SELECTED PASSAGE:
What about the pueblitos? Some were built to shelter farm families during raids, others shielded religious leaders and the elderly, still others served as lookouts and signaling sites. Each tells us more about a time when frontiers were crossed, alliances made and broken, the worlds of Pueblo, Navajo, Spanish, and Ute met, and the Southwest was changed forever.

During the Gobernador Phase, 1680-1780 A.D., the Navajo population was still small, estimated at approximately 3500. The Pueblo Revolt marks the beginning of the phase. Settlement was concentrated in the Dinetah area, considered the Navajo homeland, along the Gobernador and Largo canyons of northwestern New Mexico. Most of the occupation of the Gobernador Phase is early 18th century, not during the Pueblo Revolt. There are sites with both masonry rooms and forked-stick hogans, and trade items from both the Spanish and the Pueblos. Some of the ceramics of the phase are decorated polychrome, and the plain pottery has fillets below the rim. It was originally thought that the Gobernador Phase was a period in which Pueblo and Navajo people lived together, but recent discovery suggests the Navajo built these structures for defense from Spanish and Ute. Many have dead-end entries, serpentine passages, encircling defensive walls, single points of access, loopholes for gun ports, and removable logs for ladders and bridges. By this time, the Navajo clearly show the incorporation of features from Spanish and Pueblo influence, especially corn, sheep, weaving, and polychrome pottery manufacture. The Navajo moved to the south and west at the end of the 18th century, probably because of conflict with both the Ute and Comanche.

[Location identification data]
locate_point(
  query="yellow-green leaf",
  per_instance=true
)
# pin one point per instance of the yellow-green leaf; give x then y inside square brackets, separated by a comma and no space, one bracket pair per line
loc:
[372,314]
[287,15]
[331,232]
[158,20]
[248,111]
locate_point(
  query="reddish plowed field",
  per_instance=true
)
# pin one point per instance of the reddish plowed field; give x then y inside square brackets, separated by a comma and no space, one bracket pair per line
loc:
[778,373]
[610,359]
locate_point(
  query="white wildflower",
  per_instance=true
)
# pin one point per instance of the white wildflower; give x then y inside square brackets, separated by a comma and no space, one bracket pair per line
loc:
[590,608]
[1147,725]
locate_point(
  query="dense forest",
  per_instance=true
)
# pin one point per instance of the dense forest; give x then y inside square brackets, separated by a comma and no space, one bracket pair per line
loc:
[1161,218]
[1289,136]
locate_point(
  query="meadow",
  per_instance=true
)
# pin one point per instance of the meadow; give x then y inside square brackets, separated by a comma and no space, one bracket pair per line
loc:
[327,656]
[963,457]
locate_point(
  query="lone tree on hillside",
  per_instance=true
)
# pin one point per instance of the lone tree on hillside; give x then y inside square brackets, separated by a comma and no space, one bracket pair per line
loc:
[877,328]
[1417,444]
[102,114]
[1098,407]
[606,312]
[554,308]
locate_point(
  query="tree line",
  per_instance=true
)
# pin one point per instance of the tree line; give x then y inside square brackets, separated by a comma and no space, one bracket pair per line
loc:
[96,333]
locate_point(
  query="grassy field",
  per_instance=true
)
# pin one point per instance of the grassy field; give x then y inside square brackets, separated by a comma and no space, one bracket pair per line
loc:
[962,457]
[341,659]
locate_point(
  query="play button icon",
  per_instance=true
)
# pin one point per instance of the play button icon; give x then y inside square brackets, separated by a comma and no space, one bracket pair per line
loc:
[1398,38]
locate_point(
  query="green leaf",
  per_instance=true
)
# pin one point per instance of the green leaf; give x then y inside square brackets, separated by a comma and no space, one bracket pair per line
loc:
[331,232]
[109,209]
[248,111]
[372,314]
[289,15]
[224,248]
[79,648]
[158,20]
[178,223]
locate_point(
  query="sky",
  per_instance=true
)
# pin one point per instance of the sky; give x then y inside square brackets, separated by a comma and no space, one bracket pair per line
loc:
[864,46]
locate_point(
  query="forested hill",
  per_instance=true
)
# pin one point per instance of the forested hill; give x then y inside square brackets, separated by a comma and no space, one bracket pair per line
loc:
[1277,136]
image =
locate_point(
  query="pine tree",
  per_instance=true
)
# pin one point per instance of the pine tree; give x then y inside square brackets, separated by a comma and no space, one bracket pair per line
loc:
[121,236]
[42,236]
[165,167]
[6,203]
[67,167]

TASKS:
(a) Extract the part of the pueblito passage from "What about the" to "was changed forever.".
(b) Based on the pueblito passage, answer yes or no to each statement and quote the words that decide it: (i) The Navajo population during the Gobernador Phase is estimated at about 3500. (ii) Most of the occupation of the Gobernador Phase took place during the Pueblo Revolt. (iii) The plain pottery of the phase has fillets below the rim.
(c) Proceed with the pueblito passage, picking up after its last sentence.

RESULTS OF THE TASKS:
(a)
What about the pueblitos? Some were built to shelter farm families during raids, others shielded religious leaders and the elderly, still others served as lookouts and signaling sites. Each tells us more about a time when frontiers were crossed, alliances made and broken, the worlds of Pueblo, Navajo, Spanish, and Ute met, and the Southwest was changed forever.

(b)
(i) Yes: "the Navajo population was still small, estimated at approximately 3500."
(ii) No: "Most of the occupation of the Gobernador Phase is early 18th century, not during the Pueblo Revolt."
(iii) Yes: "the plain pottery has fillets below the rim."

(c)
Navajo rugs - Navajo Dinetah pueblito

The most striking sites of the Gobernador are the "pueblitos" which guard the canyons and their memories. These stone fortresses, nearly invisible against the forested horizon or at the base of the canyon walls, sheltered families and their foodstuffs from about 1680 through the 1750s. Even earlier, though, are the mud and wood hogans, sweatlodges, windbreaks and ramadas which cluster on mesa tops throughout the Gobernador. The hogans, single room, earth-sheltered homes with a log and pole frame, have yielded tree-ring building dates going back to at least 1541. Future archaeological research may well reveal earlier houses.

The pottery of Dinétah gives us details of the Gobernador's history which no written account or oral history has recorded. Whole pots and pieces, from each of the neighboring Pueblo communities are found side by side with Navajo-made vessels, Spanish Colonial imports, and even fine china from the Orient.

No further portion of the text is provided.